◆ Stated task ◆
Reproduce the material word for word, starting at its first line and ending at the line that contains "column 177, row 162", with both of those lines included.

##############################

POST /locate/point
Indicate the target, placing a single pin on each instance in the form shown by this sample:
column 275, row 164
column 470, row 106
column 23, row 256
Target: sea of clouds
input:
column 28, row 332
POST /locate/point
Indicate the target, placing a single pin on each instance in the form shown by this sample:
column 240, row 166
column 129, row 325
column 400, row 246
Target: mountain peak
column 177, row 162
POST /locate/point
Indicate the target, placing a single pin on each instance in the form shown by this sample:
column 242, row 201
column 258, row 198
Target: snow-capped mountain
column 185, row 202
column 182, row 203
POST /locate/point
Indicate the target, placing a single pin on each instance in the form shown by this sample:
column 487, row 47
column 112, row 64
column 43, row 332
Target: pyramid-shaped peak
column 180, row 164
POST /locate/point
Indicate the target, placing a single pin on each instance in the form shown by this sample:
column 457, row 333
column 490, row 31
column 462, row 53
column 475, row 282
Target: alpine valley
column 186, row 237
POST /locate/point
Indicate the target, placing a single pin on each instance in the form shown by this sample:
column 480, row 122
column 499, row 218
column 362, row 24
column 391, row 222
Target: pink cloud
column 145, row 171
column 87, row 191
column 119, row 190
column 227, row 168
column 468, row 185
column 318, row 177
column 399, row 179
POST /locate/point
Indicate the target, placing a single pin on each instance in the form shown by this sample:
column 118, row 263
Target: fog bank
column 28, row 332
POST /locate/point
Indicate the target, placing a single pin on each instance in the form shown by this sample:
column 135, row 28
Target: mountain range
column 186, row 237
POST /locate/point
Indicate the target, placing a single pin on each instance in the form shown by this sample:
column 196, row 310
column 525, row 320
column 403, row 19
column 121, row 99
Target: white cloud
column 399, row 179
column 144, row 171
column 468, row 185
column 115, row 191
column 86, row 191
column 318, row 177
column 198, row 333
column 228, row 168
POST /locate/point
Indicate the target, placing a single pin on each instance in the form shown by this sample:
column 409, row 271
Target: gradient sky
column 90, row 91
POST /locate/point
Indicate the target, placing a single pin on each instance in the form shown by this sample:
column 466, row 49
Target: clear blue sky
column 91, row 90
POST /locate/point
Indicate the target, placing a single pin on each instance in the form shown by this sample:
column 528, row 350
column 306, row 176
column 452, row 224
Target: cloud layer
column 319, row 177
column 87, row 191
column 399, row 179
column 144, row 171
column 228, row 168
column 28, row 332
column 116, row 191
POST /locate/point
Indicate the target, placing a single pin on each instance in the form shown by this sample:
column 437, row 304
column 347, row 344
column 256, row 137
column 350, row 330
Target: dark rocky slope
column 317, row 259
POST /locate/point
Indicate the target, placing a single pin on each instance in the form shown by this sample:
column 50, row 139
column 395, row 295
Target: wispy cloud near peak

##############################

◆ Result of the task ◆
POST /locate/point
Indicate the target, placing a single pin on each instance in the form shown by this sample:
column 275, row 164
column 470, row 106
column 23, row 256
Target: sea of clouds
input:
column 28, row 332
POST /locate/point
Indicate the target, placing a single pin on each instance in the form shown by this sample:
column 240, row 166
column 129, row 325
column 400, row 246
Target: mountain peak
column 177, row 162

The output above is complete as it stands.